* _Task to carry out_: Please format all of the data below as a two-column CSV headed "prompt" and "response", with one row for each text and its answer, each in a single quoted field with line breaks replaced by spaces. Leave out the pictures.

═══

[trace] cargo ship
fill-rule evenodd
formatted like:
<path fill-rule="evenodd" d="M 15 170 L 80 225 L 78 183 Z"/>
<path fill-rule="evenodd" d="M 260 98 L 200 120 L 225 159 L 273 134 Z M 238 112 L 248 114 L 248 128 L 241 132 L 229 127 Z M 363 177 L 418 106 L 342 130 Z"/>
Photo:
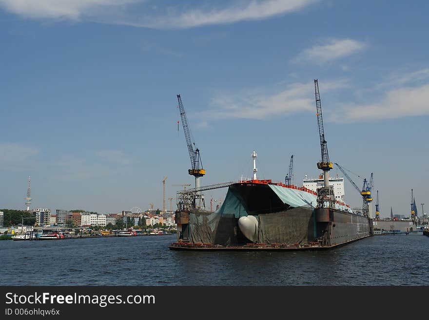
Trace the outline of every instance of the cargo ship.
<path fill-rule="evenodd" d="M 169 246 L 171 249 L 326 249 L 373 234 L 368 206 L 372 200 L 370 191 L 368 201 L 364 199 L 362 212 L 355 212 L 335 196 L 334 186 L 330 185 L 332 163 L 325 138 L 317 79 L 314 79 L 314 89 L 321 154 L 317 167 L 321 171 L 321 185 L 312 190 L 291 185 L 287 177 L 284 184 L 258 179 L 257 154 L 254 151 L 253 178 L 230 184 L 222 206 L 214 212 L 197 205 L 197 201 L 201 203 L 201 191 L 210 189 L 200 188 L 197 181 L 205 171 L 194 175 L 193 192 L 178 193 L 177 241 Z M 184 111 L 181 110 L 182 114 Z M 191 156 L 191 162 L 197 162 Z"/>
<path fill-rule="evenodd" d="M 371 220 L 344 202 L 317 207 L 317 192 L 271 180 L 231 184 L 215 212 L 176 212 L 179 233 L 170 248 L 328 248 L 371 235 Z"/>

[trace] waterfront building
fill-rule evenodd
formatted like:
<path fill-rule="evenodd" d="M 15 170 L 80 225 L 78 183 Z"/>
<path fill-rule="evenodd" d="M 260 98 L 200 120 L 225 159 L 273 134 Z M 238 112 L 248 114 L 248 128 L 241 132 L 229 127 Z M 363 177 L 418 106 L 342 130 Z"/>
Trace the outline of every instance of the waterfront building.
<path fill-rule="evenodd" d="M 315 192 L 317 192 L 317 189 L 324 185 L 322 176 L 319 176 L 318 179 L 307 179 L 306 176 L 305 179 L 302 181 L 303 187 Z M 344 202 L 344 178 L 330 177 L 329 185 L 333 186 L 333 194 L 335 200 Z"/>
<path fill-rule="evenodd" d="M 164 226 L 174 226 L 176 225 L 176 223 L 175 223 L 174 219 L 173 216 L 169 215 L 166 216 L 164 215 L 163 216 L 163 223 L 162 224 Z"/>
<path fill-rule="evenodd" d="M 56 211 L 57 214 L 57 224 L 58 226 L 65 225 L 69 215 L 69 211 L 66 210 L 60 210 L 59 209 L 57 209 Z"/>
<path fill-rule="evenodd" d="M 33 212 L 36 215 L 36 223 L 39 226 L 46 226 L 51 224 L 51 209 L 47 208 L 37 208 Z"/>
<path fill-rule="evenodd" d="M 81 224 L 80 212 L 72 212 L 69 214 L 67 219 L 71 220 L 75 226 L 80 226 Z"/>
<path fill-rule="evenodd" d="M 80 216 L 81 226 L 106 226 L 106 215 L 83 212 Z"/>
<path fill-rule="evenodd" d="M 57 225 L 57 215 L 51 214 L 49 217 L 49 224 L 51 226 L 55 226 Z"/>
<path fill-rule="evenodd" d="M 116 219 L 117 218 L 112 215 L 108 214 L 106 216 L 106 225 L 109 224 L 115 225 L 116 224 Z"/>
<path fill-rule="evenodd" d="M 17 233 L 20 234 L 32 232 L 33 230 L 32 226 L 18 226 L 17 227 Z"/>

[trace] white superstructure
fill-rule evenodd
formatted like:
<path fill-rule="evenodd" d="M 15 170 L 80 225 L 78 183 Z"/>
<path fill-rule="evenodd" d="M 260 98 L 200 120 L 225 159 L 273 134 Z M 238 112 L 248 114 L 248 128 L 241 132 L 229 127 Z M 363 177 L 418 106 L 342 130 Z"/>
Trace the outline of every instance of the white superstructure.
<path fill-rule="evenodd" d="M 51 224 L 51 209 L 48 208 L 37 208 L 33 213 L 36 214 L 36 224 L 39 226 Z"/>
<path fill-rule="evenodd" d="M 304 179 L 302 181 L 303 187 L 312 190 L 314 192 L 324 186 L 323 177 L 319 176 L 318 179 Z M 329 178 L 329 185 L 333 187 L 333 193 L 335 200 L 341 202 L 345 202 L 344 199 L 344 178 Z"/>
<path fill-rule="evenodd" d="M 106 226 L 106 215 L 83 212 L 80 218 L 81 226 Z"/>

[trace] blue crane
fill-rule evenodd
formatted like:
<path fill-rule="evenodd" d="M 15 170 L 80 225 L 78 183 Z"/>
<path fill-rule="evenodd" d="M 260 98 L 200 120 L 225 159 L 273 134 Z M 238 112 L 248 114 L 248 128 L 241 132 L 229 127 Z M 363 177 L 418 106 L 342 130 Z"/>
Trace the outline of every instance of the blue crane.
<path fill-rule="evenodd" d="M 346 172 L 344 169 L 336 162 L 335 163 L 335 164 L 341 172 L 343 172 L 344 176 L 350 181 L 350 183 L 353 187 L 354 187 L 354 188 L 357 190 L 357 191 L 360 193 L 361 195 L 362 196 L 362 213 L 364 214 L 364 215 L 367 217 L 368 216 L 368 214 L 370 212 L 370 207 L 368 204 L 372 201 L 372 197 L 371 196 L 371 192 L 372 189 L 372 184 L 373 183 L 372 173 L 371 173 L 371 178 L 370 179 L 369 183 L 368 183 L 366 179 L 364 179 L 363 186 L 362 187 L 362 190 L 361 190 L 356 184 L 354 183 L 353 180 L 351 180 L 351 178 L 349 176 L 349 175 L 347 174 L 347 173 Z"/>
<path fill-rule="evenodd" d="M 285 184 L 286 186 L 290 186 L 292 184 L 292 171 L 293 168 L 293 155 L 291 156 L 291 161 L 289 162 L 289 172 L 285 177 Z"/>

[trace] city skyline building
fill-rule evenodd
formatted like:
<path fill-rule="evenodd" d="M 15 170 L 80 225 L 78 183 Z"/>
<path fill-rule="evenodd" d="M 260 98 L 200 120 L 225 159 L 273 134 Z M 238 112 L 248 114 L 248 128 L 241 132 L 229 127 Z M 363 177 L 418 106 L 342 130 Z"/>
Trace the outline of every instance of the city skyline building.
<path fill-rule="evenodd" d="M 27 196 L 25 197 L 25 206 L 27 207 L 27 211 L 30 211 L 30 206 L 31 206 L 31 177 L 28 177 L 28 188 L 27 189 Z"/>

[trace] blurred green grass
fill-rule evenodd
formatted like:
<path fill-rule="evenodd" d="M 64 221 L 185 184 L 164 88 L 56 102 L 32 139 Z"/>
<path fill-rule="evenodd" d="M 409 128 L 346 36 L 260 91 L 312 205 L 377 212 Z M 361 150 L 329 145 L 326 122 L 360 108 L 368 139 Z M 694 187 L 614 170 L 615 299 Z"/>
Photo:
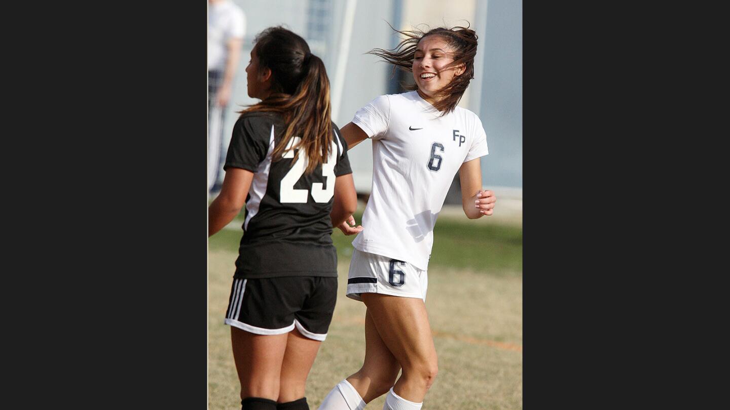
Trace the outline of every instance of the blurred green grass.
<path fill-rule="evenodd" d="M 362 221 L 362 210 L 355 214 Z M 468 268 L 495 276 L 521 275 L 522 227 L 497 224 L 483 217 L 476 220 L 442 215 L 434 228 L 434 246 L 429 266 Z M 242 215 L 234 223 L 243 224 Z M 211 250 L 236 252 L 242 230 L 223 229 L 209 239 Z M 340 260 L 349 260 L 356 236 L 333 230 L 332 241 Z"/>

═══

* _Correct output_:
prompt,response
"[trace] cargo ship fill-rule evenodd formatted like: <path fill-rule=""evenodd"" d=""M 15 170 L 80 225 L 78 183 Z""/> <path fill-rule=""evenodd"" d=""M 260 98 L 200 120 L 225 159 L 273 134 Z M 238 112 L 248 114 L 248 128 L 241 132 L 229 127 Z M 363 177 L 418 106 L 342 130 Z""/> Photo: Trace the outline of every instance of the cargo ship.","<path fill-rule=""evenodd"" d=""M 169 246 L 171 249 L 326 249 L 373 234 L 368 206 L 372 200 L 370 191 L 368 201 L 364 199 L 362 212 L 355 212 L 335 196 L 334 186 L 330 185 L 332 163 L 325 138 L 317 79 L 314 79 L 314 89 L 321 154 L 317 167 L 321 171 L 321 185 L 312 190 L 291 185 L 287 177 L 284 184 L 258 179 L 257 154 L 254 151 L 253 178 L 230 184 L 222 206 L 214 212 L 197 205 L 197 201 L 201 203 L 201 191 L 210 189 L 200 188 L 197 181 L 205 171 L 194 175 L 193 192 L 178 193 L 177 241 Z M 184 111 L 181 110 L 182 114 Z M 191 156 L 191 162 L 197 162 Z""/> <path fill-rule=""evenodd"" d=""M 371 220 L 344 202 L 317 207 L 317 192 L 271 180 L 231 184 L 215 212 L 176 212 L 179 233 L 170 248 L 328 248 L 371 235 Z""/>"
"[trace] waterfront building fill-rule evenodd formatted like: <path fill-rule=""evenodd"" d=""M 15 170 L 80 225 L 78 183 Z""/> <path fill-rule=""evenodd"" d=""M 260 98 L 200 120 L 225 159 L 273 134 Z M 238 112 L 248 114 L 248 128 L 241 132 L 229 127 Z M 363 177 L 418 106 L 342 130 Z""/> Trace the outline of every instance of the waterfront building.","<path fill-rule=""evenodd"" d=""M 315 192 L 317 192 L 317 189 L 324 185 L 322 176 L 319 176 L 318 179 L 307 179 L 306 176 L 305 179 L 302 181 L 303 187 Z M 344 202 L 344 178 L 330 177 L 329 185 L 333 186 L 333 194 L 335 200 Z""/> <path fill-rule=""evenodd"" d=""M 164 226 L 174 226 L 176 225 L 176 223 L 175 223 L 174 219 L 173 216 L 169 215 L 166 216 L 164 215 L 163 216 L 163 223 L 162 224 Z""/> <path fill-rule=""evenodd"" d=""M 56 211 L 57 214 L 57 224 L 58 226 L 65 225 L 69 215 L 69 211 L 66 210 L 60 210 L 59 209 L 57 209 Z""/> <path fill-rule=""evenodd"" d=""M 33 212 L 36 215 L 36 223 L 39 226 L 46 226 L 51 224 L 51 209 L 47 208 L 37 208 Z""/> <path fill-rule=""evenodd"" d=""M 81 224 L 80 212 L 72 212 L 69 214 L 67 219 L 71 220 L 75 226 L 80 226 Z""/> <path fill-rule=""evenodd"" d=""M 80 216 L 81 226 L 106 226 L 106 215 L 83 212 Z""/> <path fill-rule=""evenodd"" d=""M 57 225 L 57 215 L 51 214 L 49 217 L 49 224 L 51 226 L 55 226 Z""/> <path fill-rule=""evenodd"" d=""M 116 219 L 117 218 L 112 215 L 108 214 L 106 216 L 106 225 L 109 224 L 115 225 L 116 224 Z""/> <path fill-rule=""evenodd"" d=""M 17 233 L 20 234 L 32 232 L 33 230 L 32 226 L 18 226 L 17 227 Z""/>"
"[trace] white superstructure fill-rule evenodd formatted like: <path fill-rule=""evenodd"" d=""M 15 170 L 80 225 L 78 183 Z""/> <path fill-rule=""evenodd"" d=""M 260 98 L 200 120 L 225 159 L 273 134 Z M 238 112 L 248 114 L 248 128 L 241 132 L 229 127 Z M 363 177 L 418 106 L 342 130 Z""/> Trace the outline of every instance of the white superstructure.","<path fill-rule=""evenodd"" d=""M 51 224 L 51 209 L 48 208 L 37 208 L 33 213 L 36 214 L 36 224 L 39 226 Z""/> <path fill-rule=""evenodd"" d=""M 304 179 L 302 181 L 303 187 L 312 190 L 314 192 L 324 186 L 323 177 L 319 176 L 318 179 Z M 329 178 L 329 185 L 333 187 L 333 193 L 335 200 L 341 202 L 345 202 L 344 199 L 344 178 Z""/> <path fill-rule=""evenodd"" d=""M 106 226 L 106 215 L 83 212 L 80 218 L 81 226 Z""/>"
"[trace] blue crane fill-rule evenodd formatted like: <path fill-rule=""evenodd"" d=""M 15 170 L 80 225 L 78 183 Z""/> <path fill-rule=""evenodd"" d=""M 260 98 L 200 120 L 225 159 L 273 134 Z M 238 112 L 248 114 L 248 128 L 241 132 L 229 127 Z M 363 177 L 418 106 L 342 130 Z""/> Trace the outline of every instance of the blue crane.","<path fill-rule=""evenodd"" d=""M 346 172 L 344 169 L 336 162 L 335 163 L 335 164 L 341 172 L 343 172 L 344 176 L 350 181 L 350 183 L 353 187 L 354 187 L 354 188 L 357 190 L 357 191 L 360 193 L 361 195 L 362 196 L 362 213 L 364 214 L 364 215 L 367 217 L 368 216 L 368 214 L 370 212 L 370 207 L 368 204 L 372 201 L 372 197 L 371 196 L 371 192 L 372 189 L 372 184 L 373 183 L 372 173 L 371 173 L 371 178 L 370 179 L 369 183 L 368 183 L 366 179 L 364 179 L 363 186 L 362 187 L 362 190 L 361 190 L 356 184 L 354 183 L 353 180 L 351 180 L 351 178 L 349 176 L 349 175 L 347 174 L 347 173 Z""/> <path fill-rule=""evenodd"" d=""M 285 184 L 286 186 L 290 186 L 292 184 L 292 171 L 293 168 L 293 155 L 291 156 L 291 161 L 289 162 L 289 172 L 285 177 Z""/>"
"[trace] city skyline building fill-rule evenodd formatted like: <path fill-rule=""evenodd"" d=""M 15 170 L 80 225 L 78 183 Z""/> <path fill-rule=""evenodd"" d=""M 260 98 L 200 120 L 225 159 L 273 134 Z M 238 112 L 248 114 L 248 128 L 241 132 L 229 127 Z M 363 177 L 418 106 L 342 130 Z""/> Trace the outline of every instance of the city skyline building.","<path fill-rule=""evenodd"" d=""M 27 196 L 25 197 L 25 206 L 27 207 L 27 211 L 30 211 L 30 206 L 31 206 L 31 177 L 28 177 L 28 188 L 27 189 Z""/>"
"[trace] blurred green grass fill-rule evenodd formatted like: <path fill-rule=""evenodd"" d=""M 64 221 L 185 184 L 164 88 L 56 102 L 32 139 Z""/> <path fill-rule=""evenodd"" d=""M 409 128 L 346 36 L 260 91 L 312 205 L 377 212 Z M 361 150 L 329 145 L 326 122 L 360 108 L 368 139 Z M 694 187 L 614 170 L 615 299 Z""/> Photo: Trace the outline of every instance of the blurred green grass.","<path fill-rule=""evenodd"" d=""M 362 221 L 362 210 L 355 214 Z M 468 268 L 495 276 L 521 275 L 522 227 L 497 224 L 483 217 L 476 220 L 442 215 L 434 228 L 434 246 L 429 266 Z M 242 215 L 234 223 L 243 224 Z M 211 250 L 236 252 L 242 230 L 223 229 L 209 239 Z M 340 260 L 349 260 L 356 236 L 333 230 L 332 241 Z""/>"